Extend the Citizen Kane critique below, starting right after its final sentence.

EXCERPT PROVIDED:

⟨

Each character has been given a distinctive voice, which is theatrical, but
works well. In addition to vocals, there is a particular scene where Susan is
coming down from a high note and Welles crosses to a lightbulb slowly going out
– as the light fades Susan’s voice drops its pitch. When the lightbulb goes out
there is no sound. The use of sound and the lightbulb going out links Susan’s
trouble with her singing career perfectly. The association becomes obvious, and
so much information is communicated by such a simple idea. Welles’ genius lies
in his simultaneous mixture of all the elements of cinema; he not only has the
best ingredients, he also bakes the best cake.
The
audience is also treated to different tempos, for instance the scratchy,
bombastic “News on The March” runs faster compared to the slower scenes towards
the end. Even though the tempos are kept variable, and this is a good thing,
many modern viewers would suggest that it is generally too slow moving. All
issues of this nature are highly subjective, but this criticism of Citizen Kane is not without evidence[12].

⟩

EXTRACTED INFORMATION:
⟨

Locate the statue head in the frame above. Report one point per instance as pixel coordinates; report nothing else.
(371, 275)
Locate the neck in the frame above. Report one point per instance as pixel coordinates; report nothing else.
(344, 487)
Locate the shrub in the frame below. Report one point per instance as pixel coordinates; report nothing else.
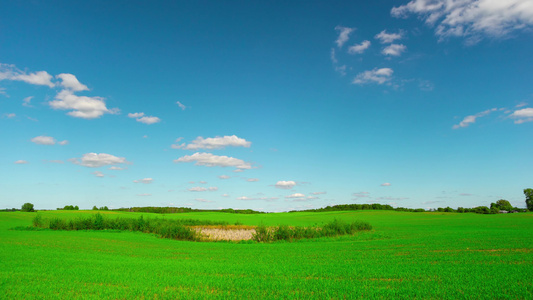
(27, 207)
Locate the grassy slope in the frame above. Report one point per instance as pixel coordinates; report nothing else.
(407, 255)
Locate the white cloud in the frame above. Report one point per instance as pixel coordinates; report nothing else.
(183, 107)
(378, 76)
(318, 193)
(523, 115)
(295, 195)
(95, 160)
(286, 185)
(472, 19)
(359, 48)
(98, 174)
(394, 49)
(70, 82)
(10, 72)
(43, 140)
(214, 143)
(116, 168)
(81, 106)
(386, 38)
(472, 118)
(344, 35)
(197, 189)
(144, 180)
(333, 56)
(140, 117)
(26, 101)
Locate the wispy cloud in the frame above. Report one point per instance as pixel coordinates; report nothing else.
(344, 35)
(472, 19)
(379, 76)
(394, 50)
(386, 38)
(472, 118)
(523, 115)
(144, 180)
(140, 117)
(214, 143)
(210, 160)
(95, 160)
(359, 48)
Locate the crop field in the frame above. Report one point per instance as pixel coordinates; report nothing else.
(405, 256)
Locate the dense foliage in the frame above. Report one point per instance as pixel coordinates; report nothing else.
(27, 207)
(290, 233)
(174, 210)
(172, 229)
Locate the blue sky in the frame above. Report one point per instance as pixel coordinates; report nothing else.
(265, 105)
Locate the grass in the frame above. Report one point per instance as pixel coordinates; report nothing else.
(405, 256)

⟩

ANSWER BELOW:
Orson Welles came from a background of theatre[13].
Cinema in general in those days was more heavily influenced by the stage. Many
of the characters in Kane are stage
actors. Presently there is no demand for cinema which moves at the speed of
theatre. Welles and his contemporaries would have thought the tempo of Citizen
Kane was extremely fast paced[14],
much faster than theatre or a radio play, but movies like Pulp Fiction (to name
one) have trained audiences to expect sharper quicker jump cuts.
It
is hard to judge Citizen Kane as straight cinema because as spectators we bring
more than our eyes to the movie theatre. We bring our love of Orson Welles as
an actor, an appreciation of his genius as a director, our memories of previous
films and our life experiences. It would be wrong to tear apart Kane to show a good mastery of technique
(this essay’s purpose), and to conclude that it is therefore easy to understand
its overall effect. Like any “classic” its massive reputation precedes it and
our expectations influence any breakdown of its cinematic components.
References:
David Bordwell & Kristin Thompson, Film-Art: An Introduction, 5th
ed, McGraw-Hill, US, 1997
Gerard Mast, Marshall Cohen, Leo Braudy, Film Theory and Criticism, 4th
Ed, Oxford Uni Press, 1992.
Laura Mulvey, Citizen
Kane, BFI Film Classics, UK, 1992.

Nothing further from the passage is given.